_TASK BRIEF_
Where a line in the entries below contains the word "road", it counts; give the total by itself.

<<<<

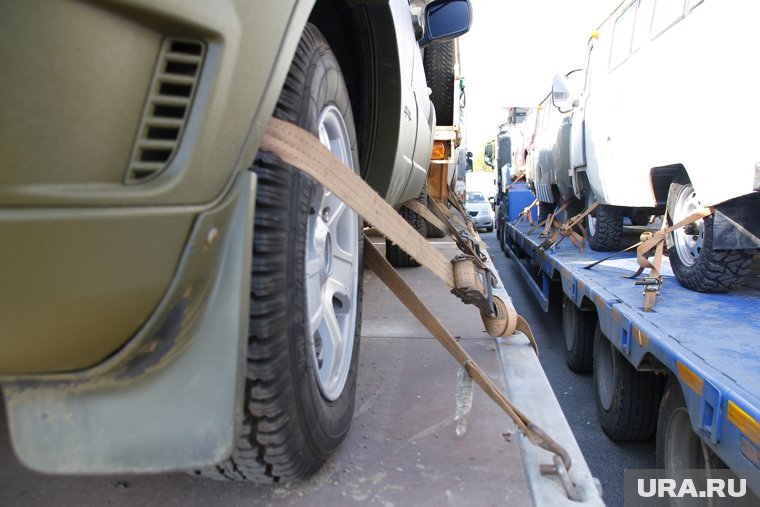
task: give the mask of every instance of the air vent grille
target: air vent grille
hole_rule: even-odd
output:
[[[132,149],[126,183],[148,181],[166,169],[176,154],[190,116],[205,53],[206,46],[197,40],[164,40]]]

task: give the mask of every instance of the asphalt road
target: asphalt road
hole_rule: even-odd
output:
[[[618,443],[605,435],[596,417],[594,377],[570,371],[565,364],[562,336],[561,289],[556,287],[548,313],[533,298],[526,282],[511,258],[499,248],[496,233],[481,233],[494,257],[507,292],[536,335],[541,365],[554,394],[570,423],[575,439],[583,451],[591,473],[603,488],[603,499],[610,507],[623,505],[623,471],[629,468],[655,468],[654,439],[642,443]]]

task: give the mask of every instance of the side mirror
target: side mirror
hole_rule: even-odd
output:
[[[493,197],[489,197],[488,202],[491,203],[491,209],[493,211],[496,211],[496,199],[494,199]]]
[[[434,0],[425,6],[425,35],[420,47],[464,35],[472,24],[470,0]]]
[[[552,104],[559,109],[572,109],[572,96],[570,94],[570,84],[565,76],[556,75],[552,80]]]
[[[493,167],[493,142],[486,144],[486,147],[483,150],[483,162],[485,162],[488,167]]]

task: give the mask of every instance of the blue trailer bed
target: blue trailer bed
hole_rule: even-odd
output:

>>>>

_RESPONSE AREA_
2